What this task involves:
Output the entries that follow, word for word.

Information shown:
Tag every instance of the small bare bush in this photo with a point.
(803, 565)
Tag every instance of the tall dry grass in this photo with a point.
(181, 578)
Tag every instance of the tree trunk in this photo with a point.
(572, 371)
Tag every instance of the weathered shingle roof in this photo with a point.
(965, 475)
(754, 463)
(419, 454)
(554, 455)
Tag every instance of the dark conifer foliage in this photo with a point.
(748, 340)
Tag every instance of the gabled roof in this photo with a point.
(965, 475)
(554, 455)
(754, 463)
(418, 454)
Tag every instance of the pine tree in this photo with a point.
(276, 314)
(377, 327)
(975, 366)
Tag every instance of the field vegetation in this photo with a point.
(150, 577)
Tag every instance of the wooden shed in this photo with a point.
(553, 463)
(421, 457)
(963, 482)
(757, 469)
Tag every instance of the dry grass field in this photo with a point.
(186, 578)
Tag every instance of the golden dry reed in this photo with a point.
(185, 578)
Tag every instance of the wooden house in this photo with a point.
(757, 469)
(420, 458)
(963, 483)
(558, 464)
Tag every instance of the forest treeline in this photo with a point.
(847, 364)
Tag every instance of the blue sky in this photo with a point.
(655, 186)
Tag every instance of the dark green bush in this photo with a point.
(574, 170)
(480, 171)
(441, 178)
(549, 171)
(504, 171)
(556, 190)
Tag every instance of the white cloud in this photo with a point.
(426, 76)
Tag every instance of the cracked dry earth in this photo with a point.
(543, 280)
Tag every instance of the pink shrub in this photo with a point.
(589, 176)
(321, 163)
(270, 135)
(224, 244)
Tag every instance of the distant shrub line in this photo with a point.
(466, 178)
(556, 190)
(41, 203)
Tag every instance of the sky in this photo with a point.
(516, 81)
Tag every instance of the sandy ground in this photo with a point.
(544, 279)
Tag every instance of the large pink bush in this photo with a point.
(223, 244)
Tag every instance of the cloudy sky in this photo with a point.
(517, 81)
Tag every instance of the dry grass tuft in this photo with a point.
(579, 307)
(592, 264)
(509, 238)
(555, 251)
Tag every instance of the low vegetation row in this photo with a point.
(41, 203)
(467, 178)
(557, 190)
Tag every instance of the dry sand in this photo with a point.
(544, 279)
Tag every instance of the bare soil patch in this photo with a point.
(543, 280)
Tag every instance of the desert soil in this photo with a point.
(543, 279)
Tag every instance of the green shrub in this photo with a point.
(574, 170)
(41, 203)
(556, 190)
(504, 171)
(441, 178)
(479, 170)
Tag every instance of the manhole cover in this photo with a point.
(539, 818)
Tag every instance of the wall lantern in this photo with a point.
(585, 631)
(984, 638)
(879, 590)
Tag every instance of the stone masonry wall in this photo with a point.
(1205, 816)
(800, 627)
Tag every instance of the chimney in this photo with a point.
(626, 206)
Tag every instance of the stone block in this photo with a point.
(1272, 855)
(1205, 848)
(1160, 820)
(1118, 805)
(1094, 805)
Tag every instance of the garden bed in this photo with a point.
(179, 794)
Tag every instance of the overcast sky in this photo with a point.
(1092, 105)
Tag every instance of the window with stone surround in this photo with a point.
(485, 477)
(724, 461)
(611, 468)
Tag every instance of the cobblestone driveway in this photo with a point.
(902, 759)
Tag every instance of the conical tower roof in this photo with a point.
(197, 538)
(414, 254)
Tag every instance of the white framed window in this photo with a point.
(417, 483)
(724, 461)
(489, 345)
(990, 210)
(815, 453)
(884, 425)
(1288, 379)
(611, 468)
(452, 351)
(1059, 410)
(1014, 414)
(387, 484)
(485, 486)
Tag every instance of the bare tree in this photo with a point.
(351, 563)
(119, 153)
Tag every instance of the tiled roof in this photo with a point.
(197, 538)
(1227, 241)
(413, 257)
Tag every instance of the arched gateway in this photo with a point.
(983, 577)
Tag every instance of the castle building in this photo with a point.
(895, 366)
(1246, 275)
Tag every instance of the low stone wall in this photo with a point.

Solution for this exercise:
Tag every instance of the small bare bush in this photo with a point.
(803, 565)
Tag every instance of the tall dry grass in this photo with a point.
(181, 578)
Tag every instance of the tree trunk in this photo with a point.
(572, 371)
Tag every instance of the weathered shingle roof in this photo with a point.
(965, 475)
(754, 463)
(419, 454)
(554, 455)
Tag every instance of the dark conifer foliage in this photo with a point.
(748, 340)
Tag every instance of the gabled roof in this photo with a point.
(965, 475)
(554, 455)
(754, 463)
(418, 454)
Tag every instance of the pine tree in this photo with a point.
(276, 314)
(377, 327)
(975, 366)
Tag every instance of the field vegetation in this photo with a point.
(150, 577)
Tag every instance of the wooden shed in this photo with a point.
(553, 463)
(421, 457)
(963, 482)
(757, 469)
Tag every instance of the dry grass field in this photo with a point.
(186, 578)
Tag every instance of the golden dry reed in this photo with a point.
(185, 578)
Tag every instance of the wooden house in this photo with a point.
(757, 469)
(420, 458)
(963, 483)
(558, 464)
Tag every instance of the forest treeline in this photo with a point.
(847, 364)
Tag every instance of the blue sky in this photo with a point.
(655, 186)
Tag every instance of the dark green bush in this photo with a point.
(574, 170)
(480, 171)
(441, 178)
(549, 171)
(504, 171)
(556, 190)
Tag every instance of the white cloud in this photo with a point.
(426, 76)
Tag every instance of the cracked dry earth in this photo with a point.
(543, 280)
Tag every instance of the pink shrub in this photo with a point.
(589, 176)
(321, 163)
(270, 135)
(224, 244)
Tag every instance of the distant shrub line in this photo with a point.
(466, 178)
(556, 190)
(41, 203)
Tag every instance of the sky in this photo with a point.
(516, 81)
Tag every instance of the sandy ground in this photo with a point.
(544, 279)
Tag every instance of the large pink bush in this photo with a point.
(223, 244)
Tag every instance of the cloudy sky in this photo with a point.
(517, 81)
Tag every instance of the dry grass tuft in this photo with a point.
(579, 307)
(592, 264)
(509, 238)
(555, 251)
Tag every instance of the low vegetation row in this photo with a point.
(41, 203)
(467, 178)
(557, 190)
Tag every instance of the dry sand in this photo with a point.
(544, 279)
Tag every instance of the bare soil patch in this photo with a point.
(543, 280)
Tag every instance of the desert soil in this photo with a point.
(543, 279)
Tag every instance of the green shrub in this photo with a point.
(574, 170)
(41, 203)
(556, 190)
(504, 171)
(441, 178)
(479, 170)
Tag every instance of the manhole cover in this photo with a point.
(539, 818)
Tag every instance of the wall lantern in this photo with a point.
(585, 631)
(984, 638)
(879, 590)
Tag every instance of the stone masonry wall in this photo with a point.
(1205, 816)
(800, 627)
Tag every instance of the chimney in this photo with a point.
(626, 206)
Tag every instance of the stone block in this photo with a point.
(1272, 855)
(1205, 848)
(1160, 820)
(1118, 805)
(1094, 805)
Tag every instance of the garden bed in this photo with a point.
(179, 794)
Tag every instance of the overcast sky in this photo with a point.
(1092, 105)
Tag every instance of the window with stone surround in this photo with a point.
(485, 477)
(724, 461)
(611, 468)
Tag every instance of the cobblestone driveway in this photo with a point.
(902, 759)
Tag every instance of the conical tower roof in this photo with a point.
(197, 538)
(414, 254)
Tag every instance of the white framed window in this photo with a point.
(417, 483)
(724, 461)
(489, 345)
(990, 210)
(815, 453)
(884, 425)
(1288, 379)
(611, 468)
(452, 351)
(1059, 410)
(1014, 414)
(387, 484)
(485, 486)
Tag every instance of the bare tree in this photo with a point.
(351, 563)
(119, 153)
Tag every instance of the tiled roof in this photo with a point.
(197, 538)
(1227, 241)
(413, 257)
Tag every instance of the arched gateway in this photo with a point.
(983, 577)
Tag every instance of the castle building in this photo with a point.
(895, 366)
(1246, 275)
Tag every instance of the low stone wall in this photo with a point.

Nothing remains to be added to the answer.